▸ **Goal**:
Find each line below that contains the word "distant" and copy those lines out. Case counts.

▸ **Exercise material**:
----------------------------------------

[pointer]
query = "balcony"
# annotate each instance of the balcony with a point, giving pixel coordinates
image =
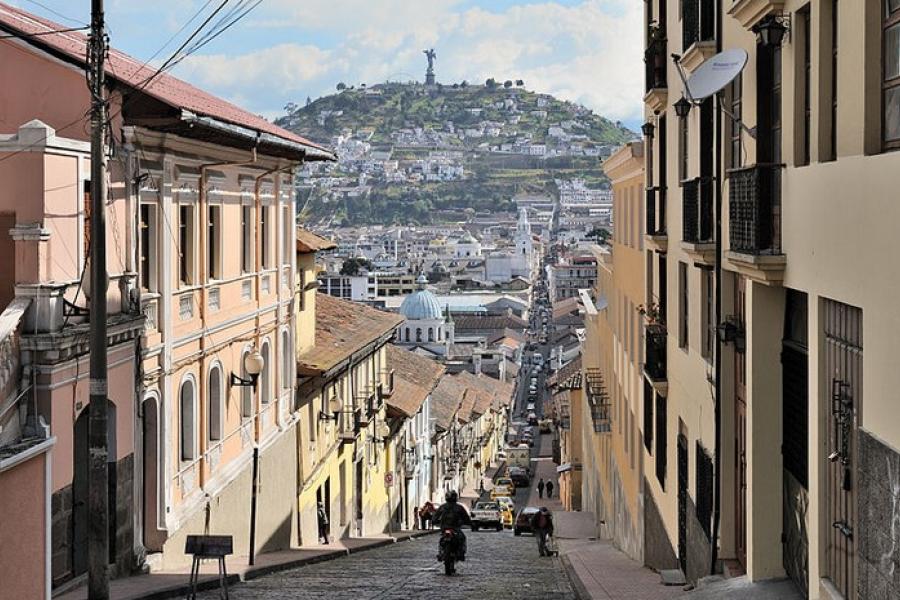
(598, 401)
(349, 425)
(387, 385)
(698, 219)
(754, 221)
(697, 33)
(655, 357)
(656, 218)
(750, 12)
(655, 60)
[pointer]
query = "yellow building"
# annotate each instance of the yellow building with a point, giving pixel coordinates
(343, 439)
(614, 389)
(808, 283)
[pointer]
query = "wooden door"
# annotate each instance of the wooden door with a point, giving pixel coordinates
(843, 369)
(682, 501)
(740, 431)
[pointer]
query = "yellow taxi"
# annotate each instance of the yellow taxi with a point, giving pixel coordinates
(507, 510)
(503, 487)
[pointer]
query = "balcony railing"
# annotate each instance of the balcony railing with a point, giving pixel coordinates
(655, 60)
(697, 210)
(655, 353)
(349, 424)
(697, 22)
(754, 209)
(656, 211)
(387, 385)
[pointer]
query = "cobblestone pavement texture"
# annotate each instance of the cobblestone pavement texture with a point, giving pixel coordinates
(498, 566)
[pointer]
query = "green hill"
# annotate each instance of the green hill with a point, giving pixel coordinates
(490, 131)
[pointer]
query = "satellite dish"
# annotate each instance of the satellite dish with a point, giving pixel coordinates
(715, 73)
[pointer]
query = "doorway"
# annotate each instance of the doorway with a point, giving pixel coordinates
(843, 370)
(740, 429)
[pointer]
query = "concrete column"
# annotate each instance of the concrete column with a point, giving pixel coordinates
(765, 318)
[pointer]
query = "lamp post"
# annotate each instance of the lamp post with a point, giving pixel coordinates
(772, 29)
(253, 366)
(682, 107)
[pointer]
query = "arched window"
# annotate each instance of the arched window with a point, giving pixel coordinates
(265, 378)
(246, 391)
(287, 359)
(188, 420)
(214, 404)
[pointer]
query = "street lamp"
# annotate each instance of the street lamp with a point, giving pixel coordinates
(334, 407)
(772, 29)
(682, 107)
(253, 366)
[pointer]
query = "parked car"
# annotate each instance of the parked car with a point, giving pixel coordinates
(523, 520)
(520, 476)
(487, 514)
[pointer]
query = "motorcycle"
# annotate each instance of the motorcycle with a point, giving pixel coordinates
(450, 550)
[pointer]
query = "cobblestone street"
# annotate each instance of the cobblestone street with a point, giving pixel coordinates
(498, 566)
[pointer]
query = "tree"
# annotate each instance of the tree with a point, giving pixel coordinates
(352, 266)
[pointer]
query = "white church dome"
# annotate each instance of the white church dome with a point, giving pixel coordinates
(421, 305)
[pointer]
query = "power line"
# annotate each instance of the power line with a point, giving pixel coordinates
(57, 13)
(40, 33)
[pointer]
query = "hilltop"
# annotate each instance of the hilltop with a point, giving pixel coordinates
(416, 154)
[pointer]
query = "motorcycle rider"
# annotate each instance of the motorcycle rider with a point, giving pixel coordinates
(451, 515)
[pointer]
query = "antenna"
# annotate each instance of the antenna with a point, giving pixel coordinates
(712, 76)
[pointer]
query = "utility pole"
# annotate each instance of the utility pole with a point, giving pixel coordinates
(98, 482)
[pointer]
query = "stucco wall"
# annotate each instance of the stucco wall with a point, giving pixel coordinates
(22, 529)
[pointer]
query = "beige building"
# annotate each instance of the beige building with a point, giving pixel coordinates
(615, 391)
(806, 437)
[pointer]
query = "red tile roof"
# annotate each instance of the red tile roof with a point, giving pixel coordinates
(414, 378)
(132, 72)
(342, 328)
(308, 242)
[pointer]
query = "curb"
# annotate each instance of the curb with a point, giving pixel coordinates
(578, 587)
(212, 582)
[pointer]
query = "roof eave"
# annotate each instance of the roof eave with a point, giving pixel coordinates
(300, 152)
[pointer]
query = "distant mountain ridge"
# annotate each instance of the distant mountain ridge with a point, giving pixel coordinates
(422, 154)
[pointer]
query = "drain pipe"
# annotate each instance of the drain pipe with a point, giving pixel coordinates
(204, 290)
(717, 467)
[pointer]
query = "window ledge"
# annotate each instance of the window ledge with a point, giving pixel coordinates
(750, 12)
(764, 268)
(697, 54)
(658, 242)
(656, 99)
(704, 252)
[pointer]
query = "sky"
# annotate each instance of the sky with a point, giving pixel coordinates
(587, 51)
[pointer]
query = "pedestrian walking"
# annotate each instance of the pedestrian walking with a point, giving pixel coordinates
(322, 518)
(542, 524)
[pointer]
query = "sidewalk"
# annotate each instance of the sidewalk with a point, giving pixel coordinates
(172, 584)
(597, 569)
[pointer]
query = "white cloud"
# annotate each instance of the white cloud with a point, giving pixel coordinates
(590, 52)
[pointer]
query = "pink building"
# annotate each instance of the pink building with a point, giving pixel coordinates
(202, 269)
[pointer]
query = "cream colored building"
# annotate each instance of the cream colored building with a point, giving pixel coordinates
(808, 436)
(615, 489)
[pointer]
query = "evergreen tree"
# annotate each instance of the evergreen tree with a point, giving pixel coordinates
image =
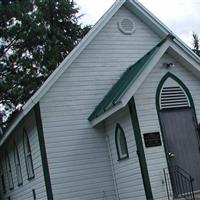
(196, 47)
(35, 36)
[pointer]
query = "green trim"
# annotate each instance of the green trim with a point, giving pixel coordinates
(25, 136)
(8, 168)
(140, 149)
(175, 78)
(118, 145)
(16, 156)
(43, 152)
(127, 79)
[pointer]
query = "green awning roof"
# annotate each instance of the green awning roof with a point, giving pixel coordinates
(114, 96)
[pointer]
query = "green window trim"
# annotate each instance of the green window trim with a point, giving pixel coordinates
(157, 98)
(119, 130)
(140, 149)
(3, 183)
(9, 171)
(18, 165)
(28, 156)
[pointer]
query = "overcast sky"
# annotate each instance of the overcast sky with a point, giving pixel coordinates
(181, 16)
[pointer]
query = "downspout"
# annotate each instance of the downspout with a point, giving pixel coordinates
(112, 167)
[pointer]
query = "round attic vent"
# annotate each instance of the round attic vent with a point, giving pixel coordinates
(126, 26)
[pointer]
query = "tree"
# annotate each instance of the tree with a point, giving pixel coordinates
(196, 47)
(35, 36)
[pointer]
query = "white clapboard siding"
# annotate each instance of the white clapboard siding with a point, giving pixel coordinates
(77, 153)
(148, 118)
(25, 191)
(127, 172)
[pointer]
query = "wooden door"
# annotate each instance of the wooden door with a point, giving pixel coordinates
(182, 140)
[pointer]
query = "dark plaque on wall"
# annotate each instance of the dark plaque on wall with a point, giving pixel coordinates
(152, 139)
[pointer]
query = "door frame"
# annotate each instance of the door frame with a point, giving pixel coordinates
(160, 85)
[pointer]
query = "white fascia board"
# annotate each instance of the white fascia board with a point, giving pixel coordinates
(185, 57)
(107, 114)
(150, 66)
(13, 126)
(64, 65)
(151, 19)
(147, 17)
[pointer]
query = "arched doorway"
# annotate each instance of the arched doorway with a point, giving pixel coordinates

----------------------------------------

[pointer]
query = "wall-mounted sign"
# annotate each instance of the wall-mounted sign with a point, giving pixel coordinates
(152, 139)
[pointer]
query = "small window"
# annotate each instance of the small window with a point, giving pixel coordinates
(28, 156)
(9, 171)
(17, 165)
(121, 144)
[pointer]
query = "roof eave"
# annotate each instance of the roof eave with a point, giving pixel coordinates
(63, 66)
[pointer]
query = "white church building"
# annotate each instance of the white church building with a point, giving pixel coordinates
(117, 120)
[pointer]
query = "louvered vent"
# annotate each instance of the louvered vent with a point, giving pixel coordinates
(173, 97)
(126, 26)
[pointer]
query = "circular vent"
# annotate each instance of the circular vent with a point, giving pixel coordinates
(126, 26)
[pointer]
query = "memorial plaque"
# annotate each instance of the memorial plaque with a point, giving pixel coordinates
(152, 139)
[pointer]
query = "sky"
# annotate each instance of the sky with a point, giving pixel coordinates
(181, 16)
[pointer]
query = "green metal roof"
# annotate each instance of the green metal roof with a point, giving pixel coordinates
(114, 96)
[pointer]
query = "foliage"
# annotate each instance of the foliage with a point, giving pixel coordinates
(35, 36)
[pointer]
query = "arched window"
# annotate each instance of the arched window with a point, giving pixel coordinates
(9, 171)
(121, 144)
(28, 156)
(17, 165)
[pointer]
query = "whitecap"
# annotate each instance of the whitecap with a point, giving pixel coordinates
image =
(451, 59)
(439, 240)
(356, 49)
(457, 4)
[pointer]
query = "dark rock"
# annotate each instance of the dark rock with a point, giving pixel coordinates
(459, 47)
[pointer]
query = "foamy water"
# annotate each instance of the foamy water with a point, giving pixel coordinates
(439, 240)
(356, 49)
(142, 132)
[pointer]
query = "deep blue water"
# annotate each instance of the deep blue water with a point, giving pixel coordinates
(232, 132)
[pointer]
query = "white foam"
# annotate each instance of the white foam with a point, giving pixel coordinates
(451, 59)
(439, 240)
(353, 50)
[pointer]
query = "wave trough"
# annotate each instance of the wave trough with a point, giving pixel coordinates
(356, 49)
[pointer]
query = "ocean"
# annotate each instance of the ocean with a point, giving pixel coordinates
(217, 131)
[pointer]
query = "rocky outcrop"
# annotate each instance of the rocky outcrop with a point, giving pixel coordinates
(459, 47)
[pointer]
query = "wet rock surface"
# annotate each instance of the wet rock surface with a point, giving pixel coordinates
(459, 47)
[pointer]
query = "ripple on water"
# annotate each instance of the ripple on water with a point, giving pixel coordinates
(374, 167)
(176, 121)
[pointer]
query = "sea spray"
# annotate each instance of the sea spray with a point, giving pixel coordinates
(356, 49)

----------------------------------------

▸ **Response to the exercise**:
query = "distant mountain ridge"
# annotate each instance of the distant mountain ridge with a point, giving pixel coordinates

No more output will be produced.